DOCUMENT EXTRACT
....

The Media Research Center’s defense of Donald Trump following the CNN town hall included taking shots at a CNN reporter the MRC obsessively hates. Nicholas Fondacaro started things in a May 13 post:
Following the airing of CNN’s town hall with former President Trump Wednesday evening, many bloviating pontificators in the liberal media registered their outrage at the network for daring to give the Republican candidate a platform. A surprising voice to register their disproval came from inside CNN’s house in the form of senior media reporter Oliver Darcy via the so-called “Reliable Sources” Newsletter. According to reporting from Puck News on Friday, CNN boss Chris Licht responded to Darcy’s insubordination by putting “the fear of God into him.”
With the dust still settling from the rowdy event, Darcy clutched his pearls into diamonds as he fired off the newsletter proclaiming this at the top: “It’s hard to see how America was served by the spectacle of lies that aired on CNN Wednesday evening.”
He touted the performance of his colleague Kaitlan Collins by calling her “as tough and knowledgable [sic] of an interviewer as they come. She fact-checked Trump throughout the 70-minute town hall.”
[…]Darcy even called Licht out by name. “CNN and new network boss Chris Licht are facing a fury of criticism — both internally and externally over the event,” he stated, airing their laundry and leaving it an open-ended question of how Licht would respond to criticism.
Well, according to former CNN media reporter Dylan Byers, Darcy would soon learn how Licht dealt with critics firsthand.
[…]What’s obvious from Puck’s reporting was that the Jeff Zucker weed runs deep and it would require a lot of work from Licht to pluck it out root and branch.
Only an authoritarian-adjacent right-winger like Fondacaro would think that honest, factual reporting (he cited no inaccuracies in Darcy’s work) should be treated as “insubordination.”

....

[Stored data entries]
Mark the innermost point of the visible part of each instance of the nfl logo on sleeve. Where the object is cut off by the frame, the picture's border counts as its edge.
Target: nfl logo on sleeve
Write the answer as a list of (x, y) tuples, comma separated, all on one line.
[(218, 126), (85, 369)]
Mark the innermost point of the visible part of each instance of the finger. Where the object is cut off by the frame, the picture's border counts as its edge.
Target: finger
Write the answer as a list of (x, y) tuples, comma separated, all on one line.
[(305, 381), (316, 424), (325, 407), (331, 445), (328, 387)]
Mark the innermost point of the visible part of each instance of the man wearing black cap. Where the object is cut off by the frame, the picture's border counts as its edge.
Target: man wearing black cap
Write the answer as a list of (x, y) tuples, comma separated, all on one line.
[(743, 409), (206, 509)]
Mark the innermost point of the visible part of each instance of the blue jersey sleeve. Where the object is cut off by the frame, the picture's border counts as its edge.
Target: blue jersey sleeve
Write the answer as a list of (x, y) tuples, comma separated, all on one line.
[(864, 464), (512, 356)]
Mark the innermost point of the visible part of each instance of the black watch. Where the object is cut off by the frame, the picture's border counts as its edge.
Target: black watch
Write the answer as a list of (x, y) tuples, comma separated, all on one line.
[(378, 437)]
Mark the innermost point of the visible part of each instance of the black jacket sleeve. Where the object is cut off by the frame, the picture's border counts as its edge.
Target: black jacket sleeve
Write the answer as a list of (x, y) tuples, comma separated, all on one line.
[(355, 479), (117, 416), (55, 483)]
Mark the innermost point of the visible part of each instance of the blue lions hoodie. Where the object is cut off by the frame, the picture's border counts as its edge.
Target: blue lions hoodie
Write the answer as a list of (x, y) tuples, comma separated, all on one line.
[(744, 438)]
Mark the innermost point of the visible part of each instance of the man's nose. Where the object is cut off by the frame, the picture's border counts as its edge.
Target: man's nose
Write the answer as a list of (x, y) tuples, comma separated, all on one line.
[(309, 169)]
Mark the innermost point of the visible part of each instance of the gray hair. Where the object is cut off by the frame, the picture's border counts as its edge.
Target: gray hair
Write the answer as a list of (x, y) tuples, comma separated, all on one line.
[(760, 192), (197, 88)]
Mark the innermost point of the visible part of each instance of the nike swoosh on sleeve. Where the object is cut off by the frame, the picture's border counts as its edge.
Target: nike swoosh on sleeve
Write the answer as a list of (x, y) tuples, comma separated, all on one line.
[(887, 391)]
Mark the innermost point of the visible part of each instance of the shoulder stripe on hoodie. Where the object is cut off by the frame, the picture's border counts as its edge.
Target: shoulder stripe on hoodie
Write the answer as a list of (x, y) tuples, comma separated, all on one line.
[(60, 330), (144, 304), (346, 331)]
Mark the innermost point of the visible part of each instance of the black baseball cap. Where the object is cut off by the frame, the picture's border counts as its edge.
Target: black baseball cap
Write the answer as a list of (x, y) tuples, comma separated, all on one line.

....

EXERCISE TASKS
- A) Answer these about the MRC commentary:
(i) Who is named as the CNN boss?
(ii) How long was the town hall, according to Darcy's newsletter?
(iii) Which former CNN media reporter's account is cited about how Licht dealt with critics?
- B) Continue the MRC commentary from its final sentence onward.
This data was taken from a different source than the text.

RESULTS IN ORDER
- A)
(i) Chris Licht
(ii) 70 minutes
(iii) Dylan Byers

- B)
The MRC’s chief Darcy-hater, Curtis Houck — who loves to smear Darcy as a “Benedict Arnold” because he escaped the right-wing media bubble — doubled down in a May 15 post:
Two days after Puck’s Dylan Byers reported that CNN’s Oliver Darcy was shaken by the proverbial call to the principal’s office for insubordination, Darcy defenders pushed back Sunday night and comically tried to downplay the notion that it was bad news for Darcy to have been called to CNN boss Chris Licht’s office to discuss his analysis trashing his own employer for hosting a town hall with former President Trump.
Darcy’s allies and Semafor may try to have you think otherwise, but other than being told you were being promoted, receiving an award, or discussing, say, a loss in the family, receiving a summons to the office of the president of your company with other executives is never a good sign.
Semafor’s Max Tani had the details in co-founder Ben Smith’s weekly media newsletter: “Two people with knowledge of the meeting told Semafor that Darcy was not pleased with the depiction of the meeting, which noted that Licht told Darcy that he was emotional and had ‘put the fear of God’ in the CNN media correspondent.”
Earth to Darcy: How does it feel to perhaps have received a taste of your own medicine? Not so fun having anonymous sources denounce you, is it?
Houck concluded by begging Licht to make an example of Darcy:
Tani did have a kicker in which he shared “Darcy has wondered to colleagues whether he should resign or if he will be fired.”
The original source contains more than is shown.